Goal of the exercise: Show, copied in full, every line of the records below that contains the string "shirt". Matching is case-sensitive.

Supplied information:

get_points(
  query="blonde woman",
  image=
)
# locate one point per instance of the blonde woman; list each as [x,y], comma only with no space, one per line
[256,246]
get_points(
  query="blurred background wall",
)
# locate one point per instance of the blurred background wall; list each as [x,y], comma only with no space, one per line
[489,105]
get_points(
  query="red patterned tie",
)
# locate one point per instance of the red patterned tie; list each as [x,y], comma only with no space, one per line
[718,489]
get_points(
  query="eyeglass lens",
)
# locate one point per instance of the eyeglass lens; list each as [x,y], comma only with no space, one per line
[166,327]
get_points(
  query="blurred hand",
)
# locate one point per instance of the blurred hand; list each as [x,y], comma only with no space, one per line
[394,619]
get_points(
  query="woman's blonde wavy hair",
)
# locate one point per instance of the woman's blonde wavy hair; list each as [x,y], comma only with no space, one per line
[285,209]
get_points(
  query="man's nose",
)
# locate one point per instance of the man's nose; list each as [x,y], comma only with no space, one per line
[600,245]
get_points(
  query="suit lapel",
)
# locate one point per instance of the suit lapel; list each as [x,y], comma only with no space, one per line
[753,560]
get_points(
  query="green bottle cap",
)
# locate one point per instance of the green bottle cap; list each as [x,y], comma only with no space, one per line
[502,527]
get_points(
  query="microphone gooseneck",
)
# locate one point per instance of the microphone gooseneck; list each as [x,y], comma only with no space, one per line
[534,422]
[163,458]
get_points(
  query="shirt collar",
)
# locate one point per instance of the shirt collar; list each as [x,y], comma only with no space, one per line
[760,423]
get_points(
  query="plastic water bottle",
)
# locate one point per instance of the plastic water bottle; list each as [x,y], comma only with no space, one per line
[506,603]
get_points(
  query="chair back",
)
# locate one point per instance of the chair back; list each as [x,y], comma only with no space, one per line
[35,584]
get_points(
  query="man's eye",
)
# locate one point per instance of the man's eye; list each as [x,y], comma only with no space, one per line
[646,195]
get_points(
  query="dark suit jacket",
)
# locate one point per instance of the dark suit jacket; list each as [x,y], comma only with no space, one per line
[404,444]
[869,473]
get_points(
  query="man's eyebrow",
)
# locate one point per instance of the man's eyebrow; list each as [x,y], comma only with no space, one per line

Task result:
  query="shirt collar",
# locate one point per instance of the shirt collar; list each as [x,y], comma only with no space, one per line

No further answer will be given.